- Work required
Arrange the lines below as a JSON list of strings, one string per line, skipping blank lines. Leave the pictures out of the answer.

- Dataset excerpt
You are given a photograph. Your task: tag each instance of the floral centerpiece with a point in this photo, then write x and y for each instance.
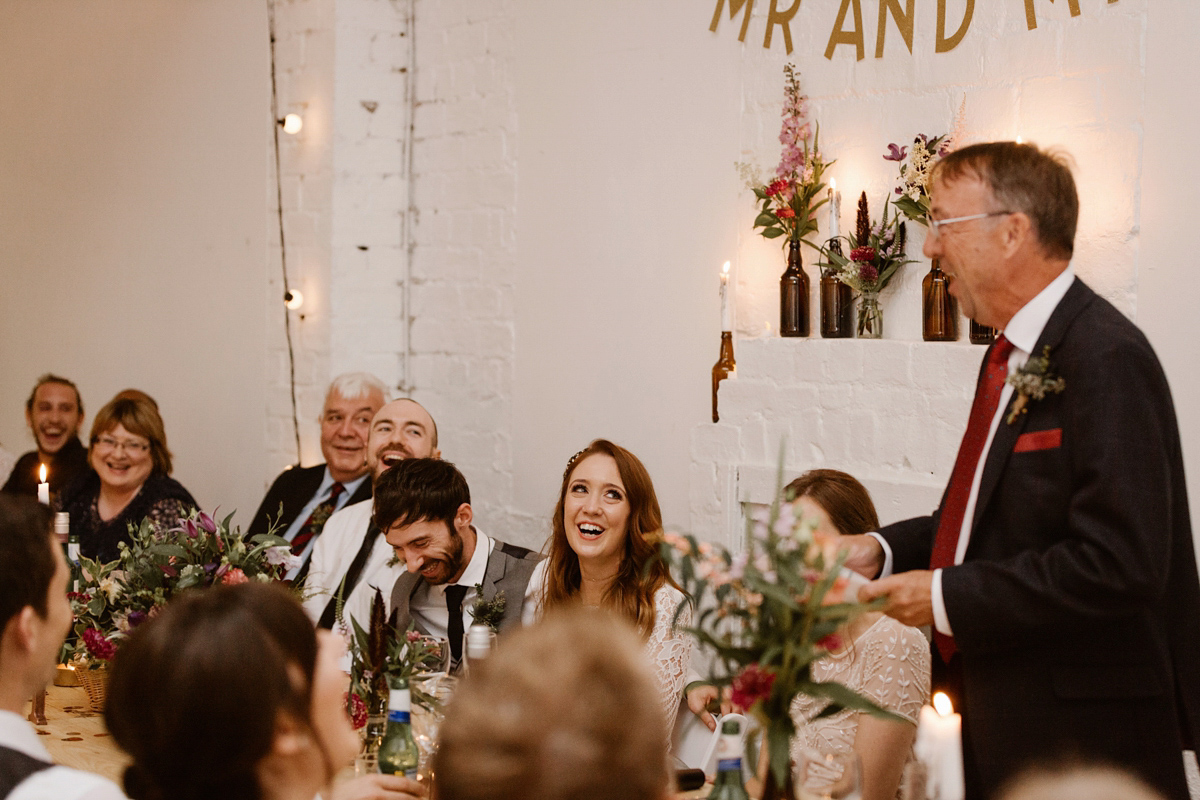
(876, 254)
(787, 203)
(382, 657)
(916, 170)
(117, 596)
(767, 614)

- The result
[
  "You are given a photograph. Your task: tag each instance of the floral centerpiece with a point in this photo, then write x and y for each instance.",
  "(876, 254)",
  "(787, 203)",
  "(382, 657)",
  "(916, 170)",
  "(117, 596)",
  "(767, 614)"
]